begin TEXT SECTION
Hacker News new | past | comments | ask | show | jobs | submit login

> companies with an oligopoly on most of the transfer of those notes

This is an important distinction. Credit card payments are not notes. They are not cash. So these companies have very little to do with the transfer of cash.

The point of "legal tender" is that if you try to pay off a debt in cash, they can't claim you haven't paid it and take you to court. If you try to pay for your meal in a restaurant with cash and they refuse, you can just walk out and they wouldn't have a legal case (probably. in theory. not legal advice).

What's tricky is this has to be a debt, as in past tense. If you try to buy groceries with cash and they refuse, you can walk out but you can't the groceries with you.

Participation in the cash market is mandatory on anyone who is owed money. Everything else on top (credit cards, checks) is essentially voluntary. Merchants can take it or leave it, the processors can come or go.

If you want to make an argument about the outsized effect that Visa has on the US monetary system, that's totally legitimate. It just has little to do with the concept of "legal tender".




If you try to pay for your meal in a restaurant with cash and they refuse, you can just walk out and they wouldn't have a legal case (probably. in theory. not legal advice).

I think they would have a case, because you still owe them a debt. But then after you lose the case you can pay in cash. Just how I understand it, could be wrong. Doesn't change your point though.


How could they operate no-cash businesses if this were true? https://www.usatoday.com/story/news/factcheck/2020/09/16/fac...


From the Treasury website:

The pertinent portion of law that applies to your question is the Coinage Act of 1965, specifically Section 31 U.S.C. 5103, entitled "Legal tender," which states: "United States coins and currency (including Federal reserve notes and circulating notes of Federal reserve banks and national banks) are legal tender for all debts, public charges, taxes, and dues."

This statute means that all United States money as identified above are a valid and legal offer of payment for debts when tendered to a creditor. There is, however, no Federal statute mandating that a private business, a person or an organization must accept currency or coins as for payment for goods and/or services.
end TEXT SECTION
__OBJECTIVES__.
A: Answer these questions from the discussion of legal tender.
(i) Which act and section does the Treasury website cite as the law on legal tender?
(ii) According to the first comment, participation in which market is mandatory on anyone who is owed money?
(iii) According to the Treasury website, what is there no Federal statute mandating?
B: Extend the discussion of legal tender past its final sentence.
begin EXCERPTED DATA
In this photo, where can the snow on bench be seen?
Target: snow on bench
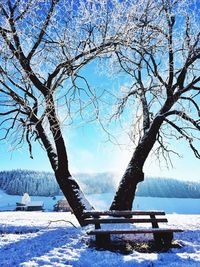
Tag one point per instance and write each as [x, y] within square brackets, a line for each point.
[162, 236]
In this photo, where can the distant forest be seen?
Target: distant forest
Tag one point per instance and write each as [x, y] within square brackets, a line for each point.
[17, 182]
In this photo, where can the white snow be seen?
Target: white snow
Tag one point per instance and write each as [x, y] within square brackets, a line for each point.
[29, 239]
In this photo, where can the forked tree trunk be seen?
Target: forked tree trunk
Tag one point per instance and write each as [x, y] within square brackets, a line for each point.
[125, 194]
[59, 162]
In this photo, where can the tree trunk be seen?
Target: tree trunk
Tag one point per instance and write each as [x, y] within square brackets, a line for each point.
[125, 194]
[59, 162]
[73, 194]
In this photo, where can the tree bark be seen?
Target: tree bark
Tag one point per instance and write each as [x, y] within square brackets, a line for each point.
[125, 194]
[59, 162]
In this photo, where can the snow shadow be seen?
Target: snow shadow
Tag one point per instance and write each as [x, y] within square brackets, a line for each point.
[10, 229]
[30, 246]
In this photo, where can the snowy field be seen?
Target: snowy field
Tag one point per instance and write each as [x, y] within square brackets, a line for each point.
[29, 239]
[49, 239]
[103, 201]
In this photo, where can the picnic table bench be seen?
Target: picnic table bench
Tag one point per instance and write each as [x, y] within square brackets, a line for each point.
[162, 236]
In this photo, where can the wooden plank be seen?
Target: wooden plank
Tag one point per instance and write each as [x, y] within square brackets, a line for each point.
[122, 213]
[124, 220]
[134, 231]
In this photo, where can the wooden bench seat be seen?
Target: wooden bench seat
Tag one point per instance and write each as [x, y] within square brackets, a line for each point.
[162, 236]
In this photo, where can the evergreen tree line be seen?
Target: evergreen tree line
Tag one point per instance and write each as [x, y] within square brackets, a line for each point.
[17, 182]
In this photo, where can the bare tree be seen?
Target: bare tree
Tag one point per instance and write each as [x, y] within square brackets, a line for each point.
[164, 96]
[43, 46]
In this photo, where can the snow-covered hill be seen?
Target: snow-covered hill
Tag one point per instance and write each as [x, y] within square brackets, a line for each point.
[28, 239]
[102, 201]
[35, 183]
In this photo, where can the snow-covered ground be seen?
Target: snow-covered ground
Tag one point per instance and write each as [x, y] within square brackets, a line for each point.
[102, 202]
[29, 239]
[49, 239]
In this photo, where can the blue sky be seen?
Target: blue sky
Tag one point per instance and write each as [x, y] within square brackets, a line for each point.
[88, 150]
[92, 154]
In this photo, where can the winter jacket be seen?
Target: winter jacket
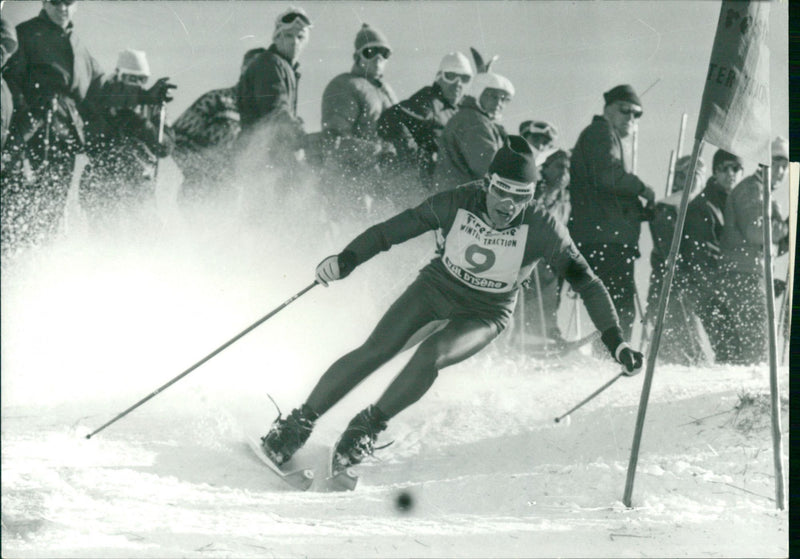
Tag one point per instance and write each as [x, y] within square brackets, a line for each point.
[268, 90]
[702, 231]
[8, 39]
[414, 126]
[467, 145]
[205, 135]
[742, 240]
[51, 62]
[351, 107]
[603, 191]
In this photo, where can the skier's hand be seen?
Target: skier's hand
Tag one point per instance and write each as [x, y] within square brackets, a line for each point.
[328, 270]
[629, 358]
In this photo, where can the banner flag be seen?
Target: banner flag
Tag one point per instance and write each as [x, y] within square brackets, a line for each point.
[735, 111]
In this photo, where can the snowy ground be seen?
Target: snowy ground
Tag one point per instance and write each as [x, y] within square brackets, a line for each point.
[89, 328]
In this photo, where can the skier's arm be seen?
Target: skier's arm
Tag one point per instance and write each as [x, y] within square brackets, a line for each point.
[567, 262]
[428, 216]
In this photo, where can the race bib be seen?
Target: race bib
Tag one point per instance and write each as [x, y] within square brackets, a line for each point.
[482, 257]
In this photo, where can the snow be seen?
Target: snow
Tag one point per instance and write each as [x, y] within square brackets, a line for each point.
[90, 327]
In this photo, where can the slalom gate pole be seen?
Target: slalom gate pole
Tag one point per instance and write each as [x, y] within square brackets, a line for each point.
[590, 396]
[540, 303]
[670, 173]
[204, 359]
[774, 389]
[659, 324]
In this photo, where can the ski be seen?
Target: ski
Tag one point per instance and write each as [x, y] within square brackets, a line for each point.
[299, 479]
[559, 348]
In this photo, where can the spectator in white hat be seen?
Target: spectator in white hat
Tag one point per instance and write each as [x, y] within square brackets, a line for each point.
[474, 134]
[414, 126]
[744, 321]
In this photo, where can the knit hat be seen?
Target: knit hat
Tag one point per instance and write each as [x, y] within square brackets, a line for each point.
[133, 62]
[622, 92]
[490, 80]
[721, 157]
[291, 18]
[370, 37]
[514, 162]
[538, 127]
[780, 148]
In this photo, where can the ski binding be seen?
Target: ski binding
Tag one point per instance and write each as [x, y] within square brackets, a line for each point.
[299, 479]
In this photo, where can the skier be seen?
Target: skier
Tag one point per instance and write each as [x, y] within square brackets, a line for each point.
[493, 238]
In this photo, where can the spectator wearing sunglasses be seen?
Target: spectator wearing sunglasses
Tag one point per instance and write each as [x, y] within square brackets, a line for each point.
[743, 321]
[681, 335]
[271, 130]
[352, 103]
[699, 267]
[474, 134]
[205, 136]
[50, 76]
[457, 305]
[607, 198]
[117, 186]
[414, 126]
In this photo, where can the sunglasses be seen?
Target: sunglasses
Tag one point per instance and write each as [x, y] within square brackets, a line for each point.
[725, 167]
[452, 77]
[291, 16]
[371, 52]
[629, 112]
[503, 190]
[132, 79]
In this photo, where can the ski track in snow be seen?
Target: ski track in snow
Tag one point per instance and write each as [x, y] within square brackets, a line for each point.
[489, 472]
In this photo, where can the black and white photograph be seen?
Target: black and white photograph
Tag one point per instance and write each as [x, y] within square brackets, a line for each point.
[395, 279]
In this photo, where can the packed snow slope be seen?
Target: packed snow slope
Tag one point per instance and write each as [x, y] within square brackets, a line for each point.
[90, 326]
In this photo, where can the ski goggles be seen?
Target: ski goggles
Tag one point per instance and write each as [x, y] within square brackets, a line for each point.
[452, 77]
[292, 16]
[371, 52]
[518, 193]
[628, 111]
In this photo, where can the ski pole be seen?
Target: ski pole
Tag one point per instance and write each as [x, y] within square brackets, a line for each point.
[592, 395]
[203, 360]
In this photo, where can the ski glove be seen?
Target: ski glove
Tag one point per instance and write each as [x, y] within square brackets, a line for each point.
[335, 267]
[631, 359]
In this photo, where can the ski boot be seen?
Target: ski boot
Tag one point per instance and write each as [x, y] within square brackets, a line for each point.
[288, 434]
[358, 440]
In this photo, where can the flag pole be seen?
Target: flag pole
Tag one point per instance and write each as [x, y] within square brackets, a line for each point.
[662, 307]
[774, 389]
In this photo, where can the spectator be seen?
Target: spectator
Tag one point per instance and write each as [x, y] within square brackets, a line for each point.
[204, 143]
[681, 339]
[352, 103]
[117, 186]
[744, 319]
[8, 46]
[473, 135]
[699, 270]
[605, 196]
[50, 76]
[414, 126]
[272, 133]
[540, 135]
[551, 195]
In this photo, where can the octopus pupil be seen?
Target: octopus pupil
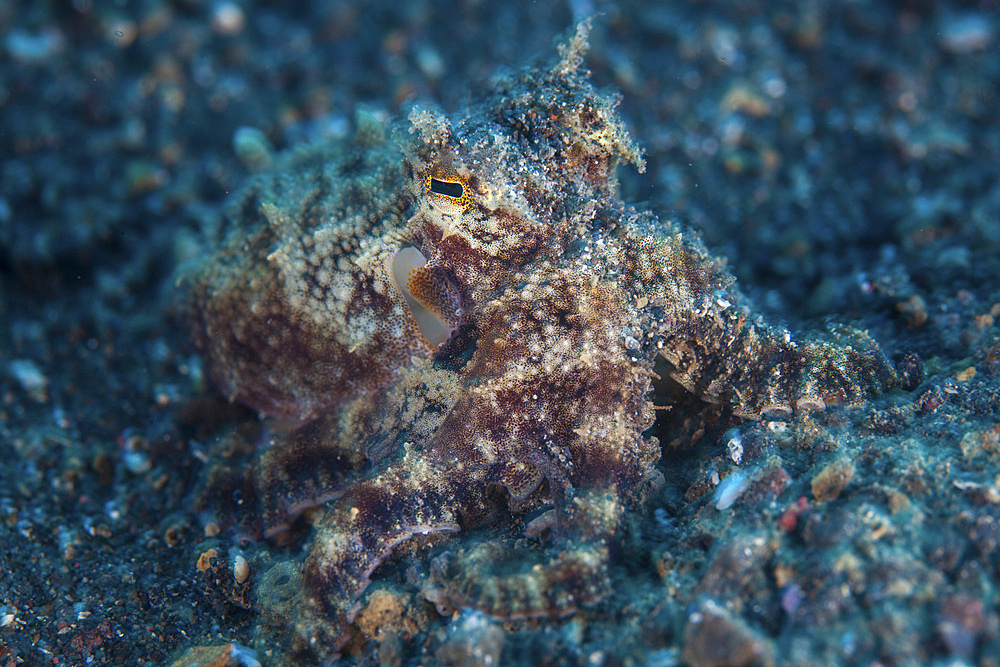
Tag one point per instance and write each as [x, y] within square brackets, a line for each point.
[447, 188]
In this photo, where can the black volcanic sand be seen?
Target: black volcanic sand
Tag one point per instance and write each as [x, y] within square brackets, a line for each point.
[843, 157]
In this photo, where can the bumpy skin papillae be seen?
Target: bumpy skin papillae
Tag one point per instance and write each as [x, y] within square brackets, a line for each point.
[567, 298]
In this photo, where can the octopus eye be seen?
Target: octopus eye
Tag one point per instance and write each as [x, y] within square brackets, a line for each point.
[447, 188]
[451, 192]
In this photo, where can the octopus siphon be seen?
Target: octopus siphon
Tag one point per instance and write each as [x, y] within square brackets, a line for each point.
[456, 319]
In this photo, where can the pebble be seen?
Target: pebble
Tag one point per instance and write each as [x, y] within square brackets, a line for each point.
[241, 569]
[715, 638]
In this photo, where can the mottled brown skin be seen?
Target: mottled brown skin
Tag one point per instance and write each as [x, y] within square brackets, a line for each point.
[568, 297]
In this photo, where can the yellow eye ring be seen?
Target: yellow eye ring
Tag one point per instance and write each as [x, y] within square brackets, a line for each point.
[451, 189]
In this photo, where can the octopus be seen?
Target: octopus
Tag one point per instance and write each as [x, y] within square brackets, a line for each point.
[455, 320]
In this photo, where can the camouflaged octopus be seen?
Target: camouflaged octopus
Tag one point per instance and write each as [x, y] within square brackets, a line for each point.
[462, 319]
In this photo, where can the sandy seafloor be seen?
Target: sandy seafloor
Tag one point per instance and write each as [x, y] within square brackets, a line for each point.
[843, 156]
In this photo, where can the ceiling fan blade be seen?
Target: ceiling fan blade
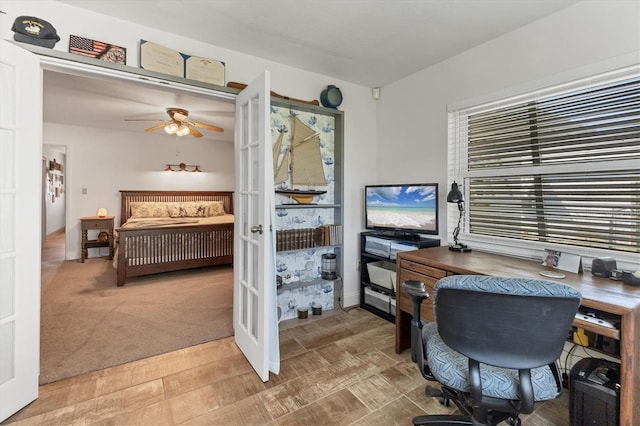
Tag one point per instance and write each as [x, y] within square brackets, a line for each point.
[154, 128]
[193, 132]
[206, 126]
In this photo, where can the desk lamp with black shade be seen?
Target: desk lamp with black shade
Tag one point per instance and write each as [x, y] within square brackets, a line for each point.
[455, 196]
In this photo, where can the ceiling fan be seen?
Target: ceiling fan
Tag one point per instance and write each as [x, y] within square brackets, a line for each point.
[178, 124]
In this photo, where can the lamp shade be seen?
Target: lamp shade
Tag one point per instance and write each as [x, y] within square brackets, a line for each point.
[454, 195]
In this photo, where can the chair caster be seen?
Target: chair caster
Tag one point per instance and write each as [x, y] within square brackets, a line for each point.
[514, 421]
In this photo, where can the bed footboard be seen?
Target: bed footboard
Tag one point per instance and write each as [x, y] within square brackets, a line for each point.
[152, 250]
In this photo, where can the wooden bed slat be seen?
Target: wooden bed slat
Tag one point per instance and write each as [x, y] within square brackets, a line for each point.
[143, 251]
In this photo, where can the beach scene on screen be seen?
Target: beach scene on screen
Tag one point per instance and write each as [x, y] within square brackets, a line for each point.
[406, 207]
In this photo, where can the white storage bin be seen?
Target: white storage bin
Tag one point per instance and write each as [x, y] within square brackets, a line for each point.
[376, 299]
[383, 274]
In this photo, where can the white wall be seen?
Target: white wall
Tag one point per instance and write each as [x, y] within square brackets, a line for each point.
[54, 207]
[412, 113]
[358, 105]
[405, 132]
[104, 162]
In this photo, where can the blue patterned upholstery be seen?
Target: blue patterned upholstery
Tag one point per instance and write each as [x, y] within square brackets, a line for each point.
[451, 368]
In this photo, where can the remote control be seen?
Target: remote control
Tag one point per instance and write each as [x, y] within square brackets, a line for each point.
[593, 320]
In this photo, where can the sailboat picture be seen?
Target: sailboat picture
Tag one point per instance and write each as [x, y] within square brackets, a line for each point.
[301, 168]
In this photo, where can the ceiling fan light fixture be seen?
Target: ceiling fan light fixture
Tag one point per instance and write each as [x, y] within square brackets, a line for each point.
[183, 130]
[171, 128]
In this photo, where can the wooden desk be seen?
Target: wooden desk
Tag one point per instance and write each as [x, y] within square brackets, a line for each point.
[613, 297]
[98, 223]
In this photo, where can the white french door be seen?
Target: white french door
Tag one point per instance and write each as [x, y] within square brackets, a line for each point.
[20, 176]
[254, 303]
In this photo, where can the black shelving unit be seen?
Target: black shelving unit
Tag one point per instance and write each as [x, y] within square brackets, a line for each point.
[366, 257]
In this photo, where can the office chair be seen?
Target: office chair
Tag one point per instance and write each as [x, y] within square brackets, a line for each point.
[494, 345]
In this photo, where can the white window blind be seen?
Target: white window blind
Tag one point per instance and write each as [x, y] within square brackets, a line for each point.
[560, 166]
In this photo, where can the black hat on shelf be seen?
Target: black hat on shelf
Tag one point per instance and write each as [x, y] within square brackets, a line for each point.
[32, 30]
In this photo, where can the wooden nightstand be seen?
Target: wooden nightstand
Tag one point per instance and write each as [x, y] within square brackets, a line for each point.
[96, 223]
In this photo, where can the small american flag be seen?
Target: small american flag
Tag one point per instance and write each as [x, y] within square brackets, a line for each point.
[86, 46]
[97, 49]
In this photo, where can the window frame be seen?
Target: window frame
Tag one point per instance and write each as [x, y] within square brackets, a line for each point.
[458, 171]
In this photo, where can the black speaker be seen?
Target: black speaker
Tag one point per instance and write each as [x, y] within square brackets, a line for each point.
[602, 266]
[594, 393]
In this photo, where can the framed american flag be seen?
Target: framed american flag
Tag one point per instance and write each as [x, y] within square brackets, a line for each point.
[97, 49]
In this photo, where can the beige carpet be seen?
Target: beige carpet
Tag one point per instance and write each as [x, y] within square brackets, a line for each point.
[88, 323]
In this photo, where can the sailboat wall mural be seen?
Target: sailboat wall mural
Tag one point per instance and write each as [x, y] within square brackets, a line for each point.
[302, 154]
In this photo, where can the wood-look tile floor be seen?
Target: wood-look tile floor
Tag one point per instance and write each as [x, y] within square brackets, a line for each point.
[337, 369]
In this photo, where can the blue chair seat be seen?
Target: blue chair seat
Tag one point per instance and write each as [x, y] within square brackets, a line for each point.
[452, 368]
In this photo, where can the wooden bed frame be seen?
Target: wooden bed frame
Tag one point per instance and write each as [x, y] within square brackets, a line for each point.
[151, 250]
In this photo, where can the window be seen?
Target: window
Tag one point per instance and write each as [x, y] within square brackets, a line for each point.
[557, 167]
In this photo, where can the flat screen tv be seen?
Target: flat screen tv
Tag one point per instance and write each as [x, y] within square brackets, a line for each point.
[402, 209]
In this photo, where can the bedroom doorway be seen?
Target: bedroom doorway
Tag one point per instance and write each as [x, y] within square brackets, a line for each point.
[96, 275]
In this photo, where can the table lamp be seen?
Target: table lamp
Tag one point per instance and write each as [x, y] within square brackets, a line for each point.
[455, 196]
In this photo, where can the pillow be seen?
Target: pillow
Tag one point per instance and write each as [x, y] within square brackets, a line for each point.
[196, 209]
[188, 209]
[140, 209]
[216, 208]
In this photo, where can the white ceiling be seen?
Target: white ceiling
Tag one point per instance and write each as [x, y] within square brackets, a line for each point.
[89, 102]
[367, 42]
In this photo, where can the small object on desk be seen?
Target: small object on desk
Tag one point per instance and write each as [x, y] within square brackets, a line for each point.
[316, 309]
[552, 274]
[462, 248]
[594, 320]
[603, 266]
[631, 278]
[303, 312]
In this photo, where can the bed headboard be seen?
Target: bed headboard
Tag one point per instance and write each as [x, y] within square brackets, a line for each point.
[126, 197]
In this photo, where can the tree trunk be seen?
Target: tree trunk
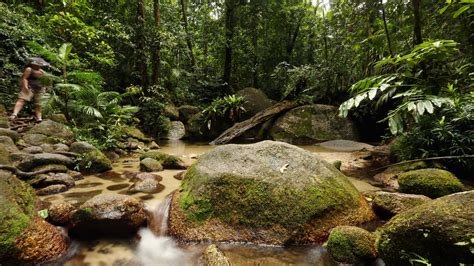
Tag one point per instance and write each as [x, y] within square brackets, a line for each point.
[417, 21]
[188, 38]
[229, 34]
[386, 28]
[156, 57]
[240, 128]
[140, 39]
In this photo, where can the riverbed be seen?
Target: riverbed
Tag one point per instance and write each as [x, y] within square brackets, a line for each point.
[150, 249]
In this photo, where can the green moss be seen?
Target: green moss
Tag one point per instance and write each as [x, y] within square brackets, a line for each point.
[255, 203]
[351, 244]
[429, 182]
[17, 209]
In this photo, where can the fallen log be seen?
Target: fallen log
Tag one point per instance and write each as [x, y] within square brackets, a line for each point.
[27, 175]
[240, 128]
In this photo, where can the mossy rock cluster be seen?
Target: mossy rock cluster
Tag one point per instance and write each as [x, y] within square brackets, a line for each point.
[268, 192]
[350, 244]
[441, 231]
[430, 182]
[166, 160]
[311, 124]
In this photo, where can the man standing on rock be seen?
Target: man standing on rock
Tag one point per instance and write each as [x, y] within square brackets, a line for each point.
[31, 87]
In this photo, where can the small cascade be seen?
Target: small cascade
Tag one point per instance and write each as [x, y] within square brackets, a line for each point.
[159, 217]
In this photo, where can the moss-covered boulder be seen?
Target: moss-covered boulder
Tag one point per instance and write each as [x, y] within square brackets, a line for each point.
[9, 133]
[387, 204]
[166, 160]
[268, 192]
[441, 231]
[312, 123]
[53, 130]
[430, 182]
[108, 215]
[24, 237]
[255, 101]
[91, 159]
[350, 244]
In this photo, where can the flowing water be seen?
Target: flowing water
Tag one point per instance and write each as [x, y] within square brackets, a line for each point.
[153, 246]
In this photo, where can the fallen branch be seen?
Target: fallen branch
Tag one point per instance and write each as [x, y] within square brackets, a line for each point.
[425, 159]
[240, 128]
[27, 175]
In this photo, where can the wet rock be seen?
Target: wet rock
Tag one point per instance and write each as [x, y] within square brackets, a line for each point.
[35, 160]
[33, 150]
[24, 237]
[176, 131]
[268, 192]
[9, 133]
[60, 214]
[91, 159]
[4, 123]
[213, 256]
[312, 123]
[147, 186]
[4, 155]
[345, 145]
[52, 189]
[48, 148]
[37, 139]
[108, 215]
[59, 118]
[136, 133]
[60, 147]
[440, 231]
[387, 204]
[168, 161]
[350, 244]
[144, 176]
[9, 144]
[187, 111]
[171, 111]
[54, 130]
[150, 165]
[255, 101]
[429, 182]
[389, 177]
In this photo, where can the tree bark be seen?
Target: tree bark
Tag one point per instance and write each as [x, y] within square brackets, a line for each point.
[188, 38]
[156, 49]
[417, 21]
[229, 34]
[389, 43]
[140, 39]
[240, 128]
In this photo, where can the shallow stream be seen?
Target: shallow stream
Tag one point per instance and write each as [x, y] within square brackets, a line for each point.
end EXCERPTED DATA
__ANSWERS FOR THE EXERCISE__.
A:
(i) The Coinage Act of 1965, specifically Section 31 U.S.C. 5103, entitled "Legal tender."
(ii) The cash market.
(iii) That a private business, a person or an organization must accept currency or coins as payment for goods and/or services.

B:
~

The important distinction is payment for goods or services vs payment for a debt. Dine-in restaurants work on debt (you eat the food then pay for it), but grocery stores work on payment for goods (you get the food and pay for it in one transaction).


I don't think it's accurate to say restaurants are extending credit to their customers. If you walk out without paying, it's theft, not defaulting on a loan.


Let's say you had a business that only accepted pokemon cards as payment. One of your customers does not pay their bill, so you take them to small claims court. The judge is going to rule that they pay you the value of the card, because debts are settled with money.


I don’t see that that’s relevant if you may be charged with a criminal offense for doing it. https://en.wikipedia.org/wiki/Dine_and_dash


I don't know. I'm probably wrong.


But cash is illegal!

If you try to pay a $10K debt in cash, it will likely be seized for no reason whatsoever, on suspicion of criminal activity.


The way to avoid this if you want to really pay in cash is to order the cash from your bank and have an armored car service transport it for you. There is just little point since that's more expensive than a check or ACH transfer.

And yes Civil Asset Forfeiture is pure evil, I agree.


Unless you are paying it to your local tax office, of course.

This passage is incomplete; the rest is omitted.